## [Material for this task]
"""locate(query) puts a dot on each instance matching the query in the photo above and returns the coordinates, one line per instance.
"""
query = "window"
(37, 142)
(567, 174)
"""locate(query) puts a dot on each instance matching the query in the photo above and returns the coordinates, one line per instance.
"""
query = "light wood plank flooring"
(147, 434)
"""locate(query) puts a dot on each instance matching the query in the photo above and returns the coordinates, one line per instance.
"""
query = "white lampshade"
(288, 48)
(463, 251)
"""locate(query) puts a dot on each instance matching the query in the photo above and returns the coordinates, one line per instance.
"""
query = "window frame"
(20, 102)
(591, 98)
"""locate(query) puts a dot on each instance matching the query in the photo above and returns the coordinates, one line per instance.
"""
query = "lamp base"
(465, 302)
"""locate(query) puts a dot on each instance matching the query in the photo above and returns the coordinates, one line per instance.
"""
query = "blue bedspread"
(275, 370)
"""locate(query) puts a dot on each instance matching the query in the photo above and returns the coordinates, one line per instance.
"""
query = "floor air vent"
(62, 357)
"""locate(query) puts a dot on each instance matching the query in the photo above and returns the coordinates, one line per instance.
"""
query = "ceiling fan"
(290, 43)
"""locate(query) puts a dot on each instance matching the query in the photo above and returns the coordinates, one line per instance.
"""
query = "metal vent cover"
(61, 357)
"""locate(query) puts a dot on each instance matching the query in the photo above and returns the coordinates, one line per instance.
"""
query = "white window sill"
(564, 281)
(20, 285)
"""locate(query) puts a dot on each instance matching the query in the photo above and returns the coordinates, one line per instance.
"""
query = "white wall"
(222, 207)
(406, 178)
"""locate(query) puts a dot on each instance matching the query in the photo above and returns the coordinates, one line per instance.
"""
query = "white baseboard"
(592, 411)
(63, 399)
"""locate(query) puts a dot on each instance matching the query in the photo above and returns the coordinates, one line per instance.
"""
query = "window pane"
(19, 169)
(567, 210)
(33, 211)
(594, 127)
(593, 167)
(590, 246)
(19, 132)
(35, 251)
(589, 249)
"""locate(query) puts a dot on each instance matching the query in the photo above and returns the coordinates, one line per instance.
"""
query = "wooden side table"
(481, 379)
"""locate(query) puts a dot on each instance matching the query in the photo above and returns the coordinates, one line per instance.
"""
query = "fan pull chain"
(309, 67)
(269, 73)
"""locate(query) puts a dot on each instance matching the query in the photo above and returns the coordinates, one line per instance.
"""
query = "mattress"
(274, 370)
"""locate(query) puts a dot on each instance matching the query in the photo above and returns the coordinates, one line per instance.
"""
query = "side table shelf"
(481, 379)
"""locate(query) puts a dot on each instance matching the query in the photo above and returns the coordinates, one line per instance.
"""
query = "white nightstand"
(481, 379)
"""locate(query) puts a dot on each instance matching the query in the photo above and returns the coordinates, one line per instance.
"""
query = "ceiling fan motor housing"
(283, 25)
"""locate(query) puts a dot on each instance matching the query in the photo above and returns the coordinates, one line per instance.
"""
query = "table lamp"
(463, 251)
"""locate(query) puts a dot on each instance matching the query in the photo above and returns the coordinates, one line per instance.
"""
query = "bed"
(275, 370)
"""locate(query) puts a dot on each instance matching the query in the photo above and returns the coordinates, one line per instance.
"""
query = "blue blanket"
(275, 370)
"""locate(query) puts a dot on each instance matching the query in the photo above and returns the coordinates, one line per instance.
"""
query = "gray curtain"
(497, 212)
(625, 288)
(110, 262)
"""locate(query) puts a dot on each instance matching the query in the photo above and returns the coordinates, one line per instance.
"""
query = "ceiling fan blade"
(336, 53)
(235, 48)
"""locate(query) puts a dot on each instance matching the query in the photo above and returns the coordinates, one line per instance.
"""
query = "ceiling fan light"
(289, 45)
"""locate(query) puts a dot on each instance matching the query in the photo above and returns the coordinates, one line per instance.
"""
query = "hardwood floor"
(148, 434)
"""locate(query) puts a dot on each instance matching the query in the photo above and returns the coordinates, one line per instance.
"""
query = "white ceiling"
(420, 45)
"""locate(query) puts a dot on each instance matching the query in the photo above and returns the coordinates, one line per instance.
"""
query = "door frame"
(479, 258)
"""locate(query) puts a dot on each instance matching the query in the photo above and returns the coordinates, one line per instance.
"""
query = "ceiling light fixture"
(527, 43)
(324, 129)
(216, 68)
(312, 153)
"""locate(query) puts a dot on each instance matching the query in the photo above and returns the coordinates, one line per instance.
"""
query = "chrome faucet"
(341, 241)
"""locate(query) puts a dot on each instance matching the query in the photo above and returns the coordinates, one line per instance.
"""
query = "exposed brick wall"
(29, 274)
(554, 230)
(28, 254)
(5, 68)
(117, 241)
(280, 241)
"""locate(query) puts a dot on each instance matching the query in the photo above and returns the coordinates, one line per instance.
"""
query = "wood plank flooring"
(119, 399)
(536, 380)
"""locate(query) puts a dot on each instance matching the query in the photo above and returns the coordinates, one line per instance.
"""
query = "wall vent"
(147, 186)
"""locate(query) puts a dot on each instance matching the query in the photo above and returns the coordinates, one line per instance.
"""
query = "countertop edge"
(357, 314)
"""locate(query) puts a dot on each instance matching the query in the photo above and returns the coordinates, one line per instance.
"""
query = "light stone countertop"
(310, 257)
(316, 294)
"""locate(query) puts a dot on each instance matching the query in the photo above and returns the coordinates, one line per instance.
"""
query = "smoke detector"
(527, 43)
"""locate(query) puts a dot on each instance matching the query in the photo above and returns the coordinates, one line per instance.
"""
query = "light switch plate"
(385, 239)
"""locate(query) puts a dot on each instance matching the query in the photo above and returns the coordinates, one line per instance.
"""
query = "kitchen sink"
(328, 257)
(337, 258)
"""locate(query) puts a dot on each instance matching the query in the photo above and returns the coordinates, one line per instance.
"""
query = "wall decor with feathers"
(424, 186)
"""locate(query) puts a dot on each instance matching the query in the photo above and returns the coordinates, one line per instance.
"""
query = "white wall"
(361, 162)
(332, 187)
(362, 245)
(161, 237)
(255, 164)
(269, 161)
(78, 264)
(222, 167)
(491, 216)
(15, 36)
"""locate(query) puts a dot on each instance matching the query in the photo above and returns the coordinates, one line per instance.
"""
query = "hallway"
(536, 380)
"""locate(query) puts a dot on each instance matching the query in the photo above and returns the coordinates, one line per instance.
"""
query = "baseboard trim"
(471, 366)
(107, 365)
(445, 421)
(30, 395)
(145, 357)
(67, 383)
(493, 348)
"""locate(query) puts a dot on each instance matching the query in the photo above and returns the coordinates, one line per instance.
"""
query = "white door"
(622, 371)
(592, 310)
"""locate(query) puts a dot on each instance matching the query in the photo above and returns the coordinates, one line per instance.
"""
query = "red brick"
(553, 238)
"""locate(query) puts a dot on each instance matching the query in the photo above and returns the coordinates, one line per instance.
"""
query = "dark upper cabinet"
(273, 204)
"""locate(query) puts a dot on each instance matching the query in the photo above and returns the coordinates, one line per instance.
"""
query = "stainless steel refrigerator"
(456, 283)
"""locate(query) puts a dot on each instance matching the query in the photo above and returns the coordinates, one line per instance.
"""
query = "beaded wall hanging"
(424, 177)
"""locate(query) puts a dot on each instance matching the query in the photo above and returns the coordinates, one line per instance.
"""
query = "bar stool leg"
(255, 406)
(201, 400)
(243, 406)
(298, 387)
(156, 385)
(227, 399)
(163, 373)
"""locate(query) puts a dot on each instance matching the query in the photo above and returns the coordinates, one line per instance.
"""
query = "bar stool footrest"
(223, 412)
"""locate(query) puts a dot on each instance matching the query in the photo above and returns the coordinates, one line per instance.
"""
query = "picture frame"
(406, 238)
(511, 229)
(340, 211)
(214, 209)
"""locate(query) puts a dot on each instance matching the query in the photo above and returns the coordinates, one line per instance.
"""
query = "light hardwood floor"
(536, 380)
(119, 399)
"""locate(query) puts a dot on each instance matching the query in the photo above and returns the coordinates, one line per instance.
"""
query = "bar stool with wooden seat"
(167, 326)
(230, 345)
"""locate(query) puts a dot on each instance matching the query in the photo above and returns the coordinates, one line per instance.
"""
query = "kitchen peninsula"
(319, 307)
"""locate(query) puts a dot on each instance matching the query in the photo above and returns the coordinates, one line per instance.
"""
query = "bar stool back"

## [Task objective]
Please select and copy each line in the entries above that contains the word "white".

## [Answer to this task]
query = "white lampshade"
query = "white window sill"
query = "white wall"
query = "white baseboard"
query = "white nightstand"
query = "white ceiling"
query = "white wall"
query = "white door"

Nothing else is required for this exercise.